Exercise description:
Leave the pictures behind and repeat all the entries exactly.

Data for this exercise:

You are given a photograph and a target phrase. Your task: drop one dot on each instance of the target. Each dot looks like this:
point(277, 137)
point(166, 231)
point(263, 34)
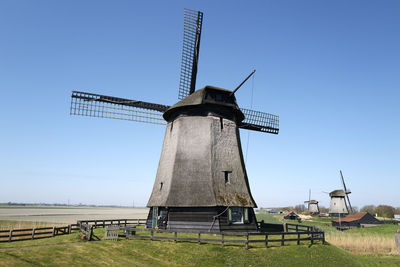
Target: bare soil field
point(69, 215)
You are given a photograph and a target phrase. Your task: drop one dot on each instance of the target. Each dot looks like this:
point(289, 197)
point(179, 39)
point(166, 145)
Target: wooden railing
point(285, 237)
point(85, 226)
point(104, 223)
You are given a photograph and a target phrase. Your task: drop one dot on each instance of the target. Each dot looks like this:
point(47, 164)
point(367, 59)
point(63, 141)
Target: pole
point(237, 88)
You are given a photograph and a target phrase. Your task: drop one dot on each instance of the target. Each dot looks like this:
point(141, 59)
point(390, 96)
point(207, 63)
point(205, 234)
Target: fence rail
point(297, 237)
point(46, 232)
point(292, 233)
point(34, 233)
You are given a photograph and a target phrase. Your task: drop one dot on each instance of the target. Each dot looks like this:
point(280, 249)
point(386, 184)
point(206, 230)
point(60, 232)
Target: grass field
point(370, 240)
point(71, 250)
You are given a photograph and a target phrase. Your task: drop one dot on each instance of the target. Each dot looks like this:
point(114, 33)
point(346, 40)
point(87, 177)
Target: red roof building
point(359, 219)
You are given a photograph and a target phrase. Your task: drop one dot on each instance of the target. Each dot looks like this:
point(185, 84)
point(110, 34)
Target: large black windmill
point(338, 206)
point(201, 180)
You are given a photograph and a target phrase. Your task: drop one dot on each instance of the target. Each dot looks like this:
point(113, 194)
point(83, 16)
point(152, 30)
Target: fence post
point(10, 236)
point(90, 232)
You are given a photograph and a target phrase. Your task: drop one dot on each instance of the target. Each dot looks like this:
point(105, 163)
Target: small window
point(226, 176)
point(238, 215)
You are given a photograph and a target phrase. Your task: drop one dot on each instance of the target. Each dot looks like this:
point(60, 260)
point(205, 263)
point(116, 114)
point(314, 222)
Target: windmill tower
point(201, 181)
point(312, 205)
point(338, 206)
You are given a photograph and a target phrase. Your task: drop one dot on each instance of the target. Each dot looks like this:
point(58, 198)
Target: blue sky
point(329, 69)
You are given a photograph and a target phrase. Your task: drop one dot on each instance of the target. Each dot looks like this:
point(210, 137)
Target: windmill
point(312, 205)
point(339, 207)
point(201, 181)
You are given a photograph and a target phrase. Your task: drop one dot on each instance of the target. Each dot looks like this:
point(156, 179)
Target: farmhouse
point(291, 215)
point(360, 219)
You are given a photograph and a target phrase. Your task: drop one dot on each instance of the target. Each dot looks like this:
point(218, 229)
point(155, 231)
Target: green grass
point(71, 250)
point(385, 229)
point(6, 225)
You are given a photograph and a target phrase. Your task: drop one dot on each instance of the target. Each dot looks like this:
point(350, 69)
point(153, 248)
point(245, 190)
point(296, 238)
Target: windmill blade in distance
point(101, 106)
point(347, 192)
point(193, 21)
point(259, 121)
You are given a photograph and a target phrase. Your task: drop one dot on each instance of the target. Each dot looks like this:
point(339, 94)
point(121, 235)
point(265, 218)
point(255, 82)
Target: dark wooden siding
point(202, 219)
point(226, 226)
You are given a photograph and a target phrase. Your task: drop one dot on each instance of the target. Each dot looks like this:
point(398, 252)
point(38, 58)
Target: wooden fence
point(104, 223)
point(87, 226)
point(267, 238)
point(45, 232)
point(293, 233)
point(33, 233)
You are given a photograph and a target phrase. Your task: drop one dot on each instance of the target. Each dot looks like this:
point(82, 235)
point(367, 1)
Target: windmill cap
point(205, 101)
point(337, 193)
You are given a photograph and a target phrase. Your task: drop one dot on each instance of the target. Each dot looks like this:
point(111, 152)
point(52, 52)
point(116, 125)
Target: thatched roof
point(218, 100)
point(337, 193)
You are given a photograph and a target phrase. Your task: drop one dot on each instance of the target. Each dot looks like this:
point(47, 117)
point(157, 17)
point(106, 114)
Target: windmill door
point(155, 217)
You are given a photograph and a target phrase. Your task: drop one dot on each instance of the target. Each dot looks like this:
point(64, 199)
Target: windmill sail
point(259, 121)
point(101, 106)
point(346, 191)
point(193, 21)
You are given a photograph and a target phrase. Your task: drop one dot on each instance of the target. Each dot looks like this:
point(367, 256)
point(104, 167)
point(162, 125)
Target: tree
point(385, 211)
point(369, 208)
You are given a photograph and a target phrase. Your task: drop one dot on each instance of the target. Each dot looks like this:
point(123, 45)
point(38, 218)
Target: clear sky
point(329, 69)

Written solution:
You are given a photograph and a target phrase. Your task: drop one dot on each instance of the target. Each dot looks like this:
point(277, 137)
point(166, 231)
point(263, 34)
Target: bare soil field
point(69, 215)
You are given a photograph and a target phrase. Your task: drop one dot on each instance of the target. Each dot looks like this:
point(289, 197)
point(179, 39)
point(166, 145)
Target: wooden railing
point(285, 237)
point(85, 226)
point(104, 223)
You are given a photograph and a target phrase. Your task: drop one dot on each instance of the target. Each dot looks like this:
point(47, 164)
point(367, 59)
point(63, 141)
Target: pole
point(237, 88)
You are given a photograph and a target phrase. Your task: drop one dot on each instance of the target. Each dot looks like this:
point(141, 59)
point(390, 96)
point(207, 63)
point(205, 234)
Target: fence rail
point(297, 237)
point(46, 232)
point(292, 233)
point(34, 233)
You are given a photograph and a target phrase. Your task: drop one dot on each instance of the target. Each dot looks like this:
point(280, 249)
point(386, 184)
point(206, 230)
point(60, 232)
Target: grass field
point(370, 240)
point(71, 250)
You are given a photograph and a target phrase. Your task: drop one dot on each instance of the target. Each dot looks like this:
point(114, 33)
point(346, 40)
point(87, 177)
Target: red roof building
point(359, 219)
You are given a photograph and a target phrase. Your task: drop one dot on each instance of the target. Each dot looks like this:
point(185, 84)
point(110, 34)
Target: large black windmill
point(338, 206)
point(201, 180)
You are given a photograph and a target phrase. Your task: drop one dot on each instance of the target. Each dot looks like this:
point(113, 194)
point(83, 16)
point(152, 30)
Target: fence post
point(10, 236)
point(90, 232)
You are given a photograph and a target phrase. Your task: drop one dot on each instance of the target. Each dot looks like this:
point(105, 163)
Target: small window
point(226, 176)
point(238, 215)
You are given a photograph and a target phrase. Your task: drop one dot on each instance of the target. Each dot looks like this:
point(60, 260)
point(205, 263)
point(116, 114)
point(314, 222)
Target: windmill tower
point(201, 181)
point(312, 205)
point(338, 206)
You are given a photograph and a target phrase. Your task: drop one dot on each instance of the target. Each dot looks like this:
point(58, 198)
Target: blue sky
point(329, 69)
You are given a photograph and a target phrase. Your task: drop one dot on each instance of the target. Each dot looks like this:
point(210, 137)
Target: windmill
point(312, 205)
point(339, 207)
point(201, 181)
You are given a photograph and a target phrase. Your task: drop one dot on each instance of the target. Each dot looks like this:
point(156, 179)
Target: farmhouse
point(291, 215)
point(360, 219)
You are given a photograph and a target phrase. Your task: drop one dot on each instance of the target. Each dot looks like this:
point(218, 229)
point(155, 231)
Target: green grass
point(71, 250)
point(385, 229)
point(6, 225)
You are given a photograph and a target phrase. Your task: drop one dot on each instance of the target. Each dot looks like this:
point(350, 69)
point(153, 248)
point(245, 190)
point(296, 238)
Target: windmill blade in distance
point(101, 106)
point(347, 192)
point(193, 21)
point(259, 121)
You are given a photograph and a target phrase. Your task: drop one dot on each instance of the target. Each dot looks like this:
point(339, 94)
point(121, 235)
point(265, 218)
point(255, 82)
Target: dark wooden siding
point(202, 219)
point(226, 226)
You are given a photograph and a target phrase. Your task: drop one dot on each instance of the target. Each dot looks like this:
point(398, 252)
point(38, 58)
Target: wooden fence
point(104, 223)
point(87, 226)
point(267, 238)
point(45, 232)
point(293, 233)
point(33, 233)
You are given a photograph and a target phrase. Your task: drop one dot on each instance of the target. Each dot looks like this:
point(82, 235)
point(367, 1)
Target: windmill cap
point(205, 101)
point(337, 193)
You are given a photograph and a target phrase. Your task: drop one dot on each instance of the target. Each dot looks like this:
point(111, 152)
point(52, 52)
point(116, 125)
Target: thatched roof
point(218, 100)
point(337, 193)
You are given a photograph and a target phrase. Your task: drop one dot on each instance of the target. Each dot looks like this:
point(47, 117)
point(157, 17)
point(106, 114)
Target: windmill door
point(155, 217)
You are given a photograph and a target phrase. Your task: drop one dot on each instance of the target. Each dot looks like this:
point(64, 199)
Target: windmill sail
point(259, 121)
point(101, 106)
point(346, 191)
point(193, 21)
You are given a photograph and a target phrase. Your task: drop one dot on each instance of the target. Each dot looks like this:
point(367, 256)
point(104, 167)
point(162, 125)
Target: tree
point(385, 211)
point(369, 208)
You are given a photograph and a target phrase. Your task: drop one dot on each instance of the target. Each dot looks like this:
point(123, 45)
point(38, 218)
Target: clear sky
point(329, 69)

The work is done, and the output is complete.